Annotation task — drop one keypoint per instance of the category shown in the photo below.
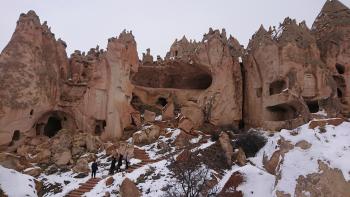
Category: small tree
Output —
(193, 178)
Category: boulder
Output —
(326, 182)
(62, 158)
(82, 166)
(92, 143)
(109, 181)
(110, 148)
(168, 111)
(185, 124)
(241, 158)
(195, 114)
(321, 123)
(35, 172)
(147, 135)
(149, 116)
(43, 156)
(272, 164)
(129, 189)
(226, 146)
(11, 161)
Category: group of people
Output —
(114, 168)
(124, 153)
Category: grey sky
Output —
(155, 23)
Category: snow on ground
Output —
(256, 182)
(331, 147)
(16, 184)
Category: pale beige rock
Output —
(62, 158)
(149, 116)
(241, 158)
(195, 114)
(35, 172)
(226, 146)
(109, 181)
(82, 166)
(285, 78)
(185, 124)
(148, 134)
(168, 111)
(11, 161)
(210, 78)
(43, 156)
(129, 189)
(136, 117)
(328, 182)
(331, 30)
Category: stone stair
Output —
(84, 188)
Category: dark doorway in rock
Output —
(100, 126)
(281, 112)
(16, 135)
(340, 68)
(162, 101)
(313, 106)
(38, 128)
(277, 87)
(339, 93)
(52, 126)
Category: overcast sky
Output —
(155, 23)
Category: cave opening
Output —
(340, 68)
(175, 75)
(100, 126)
(281, 113)
(16, 135)
(313, 106)
(339, 93)
(277, 87)
(162, 101)
(52, 126)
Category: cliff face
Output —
(285, 79)
(29, 75)
(43, 91)
(287, 75)
(201, 75)
(332, 32)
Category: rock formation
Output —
(331, 30)
(42, 90)
(281, 80)
(205, 75)
(285, 79)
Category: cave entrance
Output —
(281, 113)
(277, 87)
(313, 106)
(100, 126)
(175, 75)
(52, 126)
(340, 68)
(162, 101)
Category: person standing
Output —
(120, 162)
(94, 168)
(112, 168)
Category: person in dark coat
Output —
(94, 169)
(112, 168)
(120, 162)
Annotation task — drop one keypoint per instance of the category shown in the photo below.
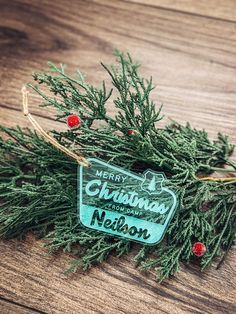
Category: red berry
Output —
(130, 132)
(199, 249)
(73, 121)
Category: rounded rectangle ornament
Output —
(125, 204)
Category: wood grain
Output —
(191, 56)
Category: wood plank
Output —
(193, 64)
(110, 288)
(192, 60)
(220, 9)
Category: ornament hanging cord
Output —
(81, 160)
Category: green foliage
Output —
(38, 182)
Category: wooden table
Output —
(190, 49)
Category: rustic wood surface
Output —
(190, 49)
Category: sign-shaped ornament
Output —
(125, 204)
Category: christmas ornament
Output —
(167, 177)
(73, 121)
(199, 249)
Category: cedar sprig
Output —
(38, 182)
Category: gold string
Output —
(81, 160)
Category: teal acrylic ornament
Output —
(125, 204)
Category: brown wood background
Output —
(189, 47)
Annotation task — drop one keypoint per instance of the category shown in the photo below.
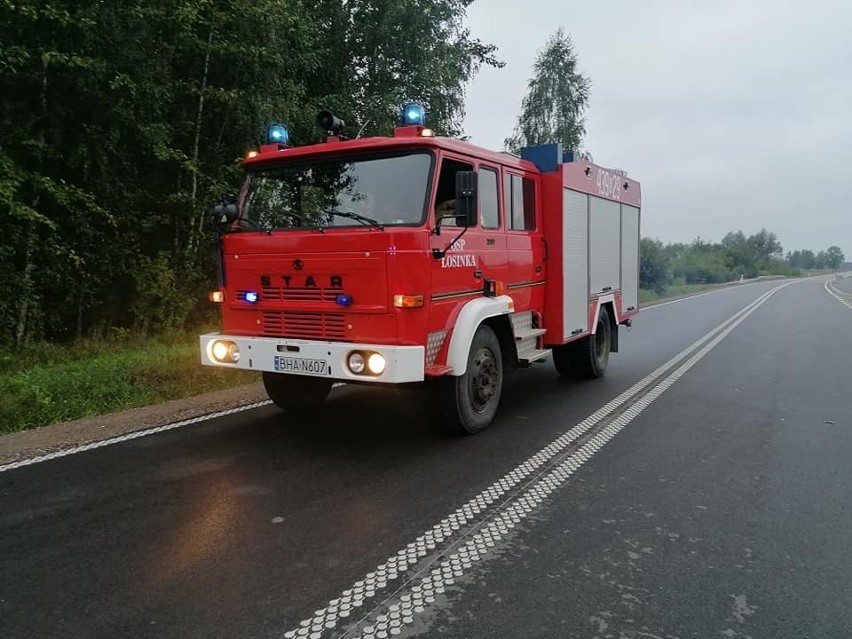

* * *

Problem description:
Line by line and exactly, write out the material above. Skip the pictures.

Solution to the exercise:
Annotation task — drop one keypoint per instance of the category shown in the photo below.
Category: small tree
Output —
(193, 178)
Category: boulder
Output —
(326, 182)
(62, 158)
(82, 166)
(92, 143)
(109, 181)
(110, 148)
(168, 111)
(185, 124)
(241, 158)
(195, 114)
(321, 123)
(35, 172)
(147, 135)
(149, 116)
(43, 156)
(272, 164)
(129, 189)
(226, 146)
(11, 161)
Category: group of people
Output —
(114, 168)
(124, 153)
Category: grey sky
Output —
(155, 23)
Category: snow on ground
Output —
(256, 182)
(331, 147)
(16, 184)
Category: pale beige rock
Output —
(62, 158)
(149, 116)
(241, 158)
(195, 114)
(35, 172)
(226, 146)
(109, 181)
(82, 166)
(285, 78)
(185, 124)
(148, 134)
(168, 111)
(11, 161)
(210, 78)
(43, 156)
(129, 189)
(136, 117)
(328, 182)
(331, 30)
Category: stone stair
Output —
(84, 188)
Category: dark doorway in rock
Output —
(100, 126)
(281, 112)
(16, 135)
(340, 68)
(162, 101)
(313, 106)
(38, 128)
(277, 87)
(339, 93)
(52, 126)
Category: overcast sky
Output —
(155, 23)
Category: cave opening
Output —
(340, 68)
(175, 75)
(100, 126)
(281, 113)
(16, 135)
(313, 106)
(339, 93)
(277, 87)
(162, 101)
(52, 126)
Category: cliff face
Output —
(285, 79)
(29, 75)
(43, 91)
(287, 75)
(201, 75)
(332, 32)
Category: rock formation
Output —
(331, 30)
(42, 90)
(281, 80)
(205, 75)
(285, 79)
Category: cave entrance
Output —
(281, 113)
(277, 87)
(313, 106)
(100, 126)
(175, 75)
(52, 126)
(340, 68)
(162, 101)
Category: person standing
Output —
(120, 162)
(94, 168)
(112, 168)
Category: person in dark coat
Output —
(94, 169)
(112, 168)
(120, 162)
Annotation task — drop one keypoint per instance of the category shown in the photo below.
Category: red berry
Output —
(130, 132)
(199, 249)
(73, 121)
Category: rounded rectangle ornament
Output —
(125, 204)
Category: wood grain
Output —
(191, 56)
Category: wood plank
Output —
(193, 64)
(110, 288)
(192, 60)
(220, 9)
Category: ornament hanging cord
Output —
(81, 160)
Category: green foliage
Output —
(38, 182)
Category: wooden table
Output —
(190, 49)
Category: rustic wood surface
Output —
(190, 49)
Category: sign-shaped ornament
Output —
(125, 204)
Category: christmas ornament
Output —
(167, 177)
(73, 121)
(199, 249)
Category: cedar sprig
Output —
(38, 182)
Category: gold string
Output —
(81, 160)
Category: teal acrylic ornament
Output —
(125, 204)
Category: brown wood background
Output —
(189, 47)
Annotation task — drop one keypoint per instance of the category shown in the photo below.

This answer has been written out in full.